● **DOCUMENT SEGMENT**:
1958 GP Ouest-France

Race details
- Dates: 26 August 1958
- Stages: 1
- Distance: 180 km (111.8 mi)
- Winning time: 4h 54' 00"

Results
- Winner / Jean Gainche (FRA)
- Second / André Ruffet (FRA)
- Third / Fernand Picot (FRA)

= 1958 GP Ouest-France =

The 1958 GP Ouest-France was the 22nd edition of the GP Ouest-France cycle race and was held on 26 August 1958. The race started and finished in Plouay. The race was won by Jean Gainche.

● **PROVIDED DATA**:

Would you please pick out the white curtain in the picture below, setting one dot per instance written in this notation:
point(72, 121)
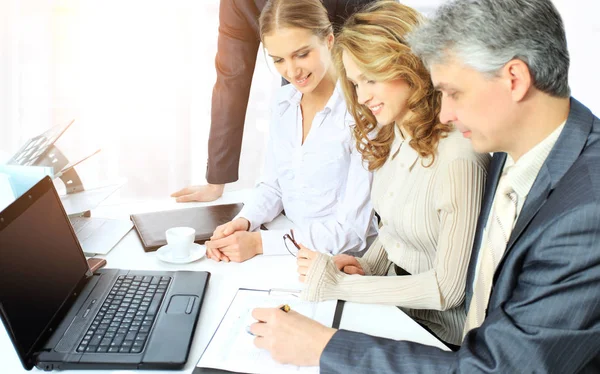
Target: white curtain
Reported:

● **REQUEST A**: According to the 1958 GP Ouest-France text, in which town did the race start and finish?
● **REQUEST B**: Reproduce the 1958 GP Ouest-France text word for word, starting with "Race details" and going on through "André Ruffet (FRA)".

● **FULL ANSWER A**: Plouay

● **FULL ANSWER B**:
Race details
- Dates: 26 August 1958
- Stages: 1
- Distance: 180 km (111.8 mi)
- Winning time: 4h 54' 00"

Results
- Winner / Jean Gainche (FRA)
- Second / André Ruffet (FRA)